PROBLEM TO WORK ON: Transcribe the entries below exactly as they appear.

[Start of section]

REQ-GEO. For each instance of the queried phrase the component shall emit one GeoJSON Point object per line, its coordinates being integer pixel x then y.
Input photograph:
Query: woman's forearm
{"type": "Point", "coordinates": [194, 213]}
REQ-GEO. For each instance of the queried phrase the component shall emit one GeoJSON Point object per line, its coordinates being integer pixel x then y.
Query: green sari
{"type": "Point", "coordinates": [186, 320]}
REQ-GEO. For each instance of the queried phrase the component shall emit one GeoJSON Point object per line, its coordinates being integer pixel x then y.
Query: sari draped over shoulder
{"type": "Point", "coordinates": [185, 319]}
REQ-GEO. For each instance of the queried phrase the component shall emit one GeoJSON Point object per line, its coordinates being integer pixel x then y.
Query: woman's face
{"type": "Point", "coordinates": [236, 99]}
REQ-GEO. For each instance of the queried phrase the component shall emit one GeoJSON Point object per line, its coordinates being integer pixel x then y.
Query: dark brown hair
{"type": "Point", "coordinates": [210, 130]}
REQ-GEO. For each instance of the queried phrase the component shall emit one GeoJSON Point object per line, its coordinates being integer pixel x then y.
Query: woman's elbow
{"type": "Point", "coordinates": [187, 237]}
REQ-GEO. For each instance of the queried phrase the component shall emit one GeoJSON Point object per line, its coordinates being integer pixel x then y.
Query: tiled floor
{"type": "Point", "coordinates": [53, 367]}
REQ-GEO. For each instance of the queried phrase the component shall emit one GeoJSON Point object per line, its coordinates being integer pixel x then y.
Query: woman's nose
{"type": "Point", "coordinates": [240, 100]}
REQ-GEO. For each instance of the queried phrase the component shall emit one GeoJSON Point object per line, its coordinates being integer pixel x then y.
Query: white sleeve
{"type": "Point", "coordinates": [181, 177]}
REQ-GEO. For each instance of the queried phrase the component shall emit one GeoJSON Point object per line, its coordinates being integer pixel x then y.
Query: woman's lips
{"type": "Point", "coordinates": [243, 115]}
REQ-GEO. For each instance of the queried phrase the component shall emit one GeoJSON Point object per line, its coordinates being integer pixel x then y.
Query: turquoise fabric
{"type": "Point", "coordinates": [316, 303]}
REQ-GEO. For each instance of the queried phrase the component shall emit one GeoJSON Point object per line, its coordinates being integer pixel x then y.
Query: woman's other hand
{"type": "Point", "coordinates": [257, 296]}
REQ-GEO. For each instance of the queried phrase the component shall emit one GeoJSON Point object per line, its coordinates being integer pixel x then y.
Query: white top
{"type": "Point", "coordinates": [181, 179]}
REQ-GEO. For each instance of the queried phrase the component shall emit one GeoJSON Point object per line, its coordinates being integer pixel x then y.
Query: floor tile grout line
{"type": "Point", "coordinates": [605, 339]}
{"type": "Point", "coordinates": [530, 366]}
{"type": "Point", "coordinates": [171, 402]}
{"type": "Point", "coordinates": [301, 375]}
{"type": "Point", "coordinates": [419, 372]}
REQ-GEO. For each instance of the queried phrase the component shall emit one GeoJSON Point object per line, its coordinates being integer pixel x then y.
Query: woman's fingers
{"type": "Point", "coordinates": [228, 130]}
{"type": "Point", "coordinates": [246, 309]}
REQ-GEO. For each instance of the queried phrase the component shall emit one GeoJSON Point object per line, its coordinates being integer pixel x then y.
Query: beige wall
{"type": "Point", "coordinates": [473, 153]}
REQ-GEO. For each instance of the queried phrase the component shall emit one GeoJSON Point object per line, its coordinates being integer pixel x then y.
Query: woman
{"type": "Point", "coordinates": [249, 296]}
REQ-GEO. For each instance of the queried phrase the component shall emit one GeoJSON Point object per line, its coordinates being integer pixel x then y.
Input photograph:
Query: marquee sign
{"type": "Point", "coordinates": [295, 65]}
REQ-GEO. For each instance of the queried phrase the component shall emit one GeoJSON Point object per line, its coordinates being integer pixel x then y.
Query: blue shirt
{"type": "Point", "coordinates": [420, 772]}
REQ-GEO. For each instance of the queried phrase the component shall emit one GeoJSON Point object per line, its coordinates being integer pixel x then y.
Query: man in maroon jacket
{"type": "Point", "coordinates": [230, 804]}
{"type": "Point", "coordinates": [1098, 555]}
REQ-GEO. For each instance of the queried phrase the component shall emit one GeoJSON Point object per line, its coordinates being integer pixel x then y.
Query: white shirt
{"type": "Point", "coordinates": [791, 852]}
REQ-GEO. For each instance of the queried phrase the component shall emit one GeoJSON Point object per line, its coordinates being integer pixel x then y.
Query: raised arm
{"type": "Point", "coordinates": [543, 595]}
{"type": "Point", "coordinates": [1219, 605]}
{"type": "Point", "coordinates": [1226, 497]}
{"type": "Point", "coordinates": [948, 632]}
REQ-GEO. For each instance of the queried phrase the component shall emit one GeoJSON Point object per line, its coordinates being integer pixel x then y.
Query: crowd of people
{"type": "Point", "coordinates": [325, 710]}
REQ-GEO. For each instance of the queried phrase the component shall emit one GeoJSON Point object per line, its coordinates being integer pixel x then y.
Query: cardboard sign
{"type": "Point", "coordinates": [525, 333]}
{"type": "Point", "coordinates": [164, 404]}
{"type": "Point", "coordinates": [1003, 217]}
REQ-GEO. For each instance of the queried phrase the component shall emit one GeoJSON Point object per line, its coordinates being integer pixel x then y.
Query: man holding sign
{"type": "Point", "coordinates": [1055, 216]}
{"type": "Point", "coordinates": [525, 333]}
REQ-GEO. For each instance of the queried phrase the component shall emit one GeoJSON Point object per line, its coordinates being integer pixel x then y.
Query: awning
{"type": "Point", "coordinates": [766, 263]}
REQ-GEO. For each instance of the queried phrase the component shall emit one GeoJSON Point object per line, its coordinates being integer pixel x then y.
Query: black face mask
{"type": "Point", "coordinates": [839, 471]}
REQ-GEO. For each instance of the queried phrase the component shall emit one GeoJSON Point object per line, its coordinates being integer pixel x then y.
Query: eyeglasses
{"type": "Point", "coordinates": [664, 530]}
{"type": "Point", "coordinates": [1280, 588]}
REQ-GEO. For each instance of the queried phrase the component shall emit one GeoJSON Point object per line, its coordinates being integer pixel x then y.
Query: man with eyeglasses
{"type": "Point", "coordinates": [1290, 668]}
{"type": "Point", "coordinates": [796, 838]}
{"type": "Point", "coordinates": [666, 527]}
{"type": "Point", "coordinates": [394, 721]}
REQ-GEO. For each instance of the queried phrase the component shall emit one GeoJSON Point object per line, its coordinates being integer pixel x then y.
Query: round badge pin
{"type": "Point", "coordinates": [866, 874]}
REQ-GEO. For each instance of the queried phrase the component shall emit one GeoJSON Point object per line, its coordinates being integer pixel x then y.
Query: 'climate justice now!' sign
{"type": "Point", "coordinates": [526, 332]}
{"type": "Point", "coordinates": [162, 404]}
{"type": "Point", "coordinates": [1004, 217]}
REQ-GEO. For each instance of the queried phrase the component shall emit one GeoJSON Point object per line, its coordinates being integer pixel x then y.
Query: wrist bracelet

[End of section]

RESPONSE FOR THIS EXERCISE:
REQ-GEO. For each instance of the queried phrase the component shall emit one GeoJSON Point object per line, its coordinates being integer pixel x then y.
Input photograph:
Query: woman's forearm
{"type": "Point", "coordinates": [194, 213]}
REQ-GEO. For each instance of the queried phrase the component shall emit one GeoJSON Point object per line, its coordinates being integer pixel x then y.
Query: green sari
{"type": "Point", "coordinates": [186, 320]}
REQ-GEO. For each instance of the queried phrase the component shall emit one GeoJSON Point object per line, its coordinates being integer pixel x then y.
Query: sari draped over shoulder
{"type": "Point", "coordinates": [185, 319]}
REQ-GEO. For each instance of the queried phrase the component shall emit one GeoJSON Point object per line, its coordinates being integer pixel x then y.
Query: woman's face
{"type": "Point", "coordinates": [236, 99]}
REQ-GEO. For each instance of the queried phrase the component shall emit one GeoJSON Point object per line, its coordinates being integer pixel x then y.
Query: dark brown hair
{"type": "Point", "coordinates": [210, 130]}
REQ-GEO. For each instance of the queried phrase the component shall emit one GeoJSON Point object per line, its coordinates being integer pixel x then y.
Query: woman's elbow
{"type": "Point", "coordinates": [187, 237]}
REQ-GEO. For each instance of the queried phrase the component shall emit one GeoJSON Point object per line, its coordinates being integer pixel x then y.
Query: tiled floor
{"type": "Point", "coordinates": [53, 367]}
REQ-GEO. For each instance of the queried phrase the component shall emit one GeoJSON Point object per line, its coordinates being integer pixel x then y.
Query: woman's nose
{"type": "Point", "coordinates": [240, 100]}
REQ-GEO. For each instance of the queried phrase the component shall emit one GeoJSON Point object per line, its coordinates being integer pixel x then y.
Query: white sleeve
{"type": "Point", "coordinates": [181, 177]}
REQ-GEO. For each instance of the queried phrase the component shall emit one GeoJSON Point object per line, its coordinates being integer pixel x then y.
Query: woman's lips
{"type": "Point", "coordinates": [243, 115]}
REQ-GEO. For each instance of the queried phrase the component shall emit one GeoJSON Point object per line, its coordinates being integer pixel x then y.
Query: turquoise fabric
{"type": "Point", "coordinates": [316, 303]}
REQ-GEO. For each instance of the queried phrase the component shall emit one GeoJSON Point object per line, its coordinates being integer pixel x then y.
Query: woman's other hand
{"type": "Point", "coordinates": [257, 296]}
REQ-GEO. For each instance of the queried phrase the component shall emit one GeoJSON Point object per line, its coordinates being integer pixel x then y.
Query: white top
{"type": "Point", "coordinates": [181, 179]}
REQ-GEO. For each instance of the queried phrase the component shall emit one GeoJSON Point object per line, its coordinates being integer pixel x then y.
Query: floor tile grout line
{"type": "Point", "coordinates": [605, 339]}
{"type": "Point", "coordinates": [530, 366]}
{"type": "Point", "coordinates": [171, 402]}
{"type": "Point", "coordinates": [301, 375]}
{"type": "Point", "coordinates": [419, 372]}
REQ-GEO. For each instance of the queried phrase the component shall emit one GeoJSON Point object per line, its coordinates being integer pixel x then y.
Query: woman's fingers
{"type": "Point", "coordinates": [228, 130]}
{"type": "Point", "coordinates": [246, 309]}
REQ-GEO. For each instance of the queried phrase the component shall emit one GeoJSON Point object per line, its coordinates being integer pixel x then y.
Query: beige wall
{"type": "Point", "coordinates": [473, 153]}
REQ-GEO. For each instance of the queried phrase the component shall emit one GeoJSON Point object per line, its coordinates being integer pixel x then y.
Query: woman
{"type": "Point", "coordinates": [249, 296]}
REQ-GEO. For each instance of the queried phrase the component shall emit one GeoJSON Point object per line, its coordinates being integer pixel x then y.
Input photograph:
Query: marquee sign
{"type": "Point", "coordinates": [295, 65]}
REQ-GEO. For each instance of the queried phrase the component shall emit one GeoJSON Point object per line, its coordinates being integer pixel x then y.
Query: blue shirt
{"type": "Point", "coordinates": [420, 772]}
REQ-GEO. For each instance of the queried phrase the component shall emit one GeoJSON Point object per line, its coordinates being integer pixel x then y.
Query: man in maroon jacket
{"type": "Point", "coordinates": [230, 804]}
{"type": "Point", "coordinates": [1098, 555]}
REQ-GEO. For each instance of the queried phrase the component shall emit one GeoJSON Point object per line, its coordinates being integer pixel x then y.
Query: white shirt
{"type": "Point", "coordinates": [791, 852]}
REQ-GEO. For each instance of the queried phrase the component shall emit one GeoJSON Point object per line, its coordinates being integer pixel x then y.
Query: raised arm
{"type": "Point", "coordinates": [543, 595]}
{"type": "Point", "coordinates": [1219, 605]}
{"type": "Point", "coordinates": [1226, 497]}
{"type": "Point", "coordinates": [948, 632]}
REQ-GEO. For each instance of the queried phrase the component shall emit one GeoJSON Point object per line, its coordinates being integer pixel x then y.
Query: crowd of people
{"type": "Point", "coordinates": [325, 710]}
REQ-GEO. For each instance of the queried phrase the component shall emit one GeoJSON Point object per line, its coordinates being integer pixel x then y.
Query: cardboard sign
{"type": "Point", "coordinates": [525, 333]}
{"type": "Point", "coordinates": [164, 404]}
{"type": "Point", "coordinates": [1003, 217]}
REQ-GEO. For each instance of the queried phrase the component shall emit one GeoJSON Point object per line, its coordinates being integer pixel x then y.
Query: man holding sign
{"type": "Point", "coordinates": [1055, 216]}
{"type": "Point", "coordinates": [525, 333]}
REQ-GEO. For each instance of the queried phrase the component shall emit one GeoJSON Point object per line, its coordinates being integer pixel x then y.
Query: awning
{"type": "Point", "coordinates": [766, 263]}
REQ-GEO. For each instance of the queried phrase the component shall emit one GeoJSON Point object per line, its coordinates being integer pixel x then y.
Query: black face mask
{"type": "Point", "coordinates": [839, 471]}
REQ-GEO. For each instance of the queried phrase the component shall emit one GeoJSON Point object per line, its coordinates being integer pixel x then y.
Query: eyeglasses
{"type": "Point", "coordinates": [664, 530]}
{"type": "Point", "coordinates": [1280, 588]}
REQ-GEO. For each instance of the queried phrase the component shall emit one GeoJSON Point object per line, its coordinates being integer pixel x then y.
Query: man with eyeglasses
{"type": "Point", "coordinates": [1290, 668]}
{"type": "Point", "coordinates": [796, 838]}
{"type": "Point", "coordinates": [666, 527]}
{"type": "Point", "coordinates": [394, 721]}
REQ-GEO. For each instance of the queried phrase the component shall emit one GeoJSON Point object per line, its coordinates being integer pixel x then y.
Query: round badge pin
{"type": "Point", "coordinates": [866, 874]}
REQ-GEO. For each instance of the queried phrase the component shall emit one GeoJSON Point object per line, its coordinates being integer pixel x then y.
Query: 'climate justice now!' sign
{"type": "Point", "coordinates": [526, 332]}
{"type": "Point", "coordinates": [162, 404]}
{"type": "Point", "coordinates": [1004, 217]}
REQ-GEO. For each instance of the queried phrase the component shall emit one GeoJSON Point object per line, its coordinates being integer pixel x then y.
Query: wrist bracelet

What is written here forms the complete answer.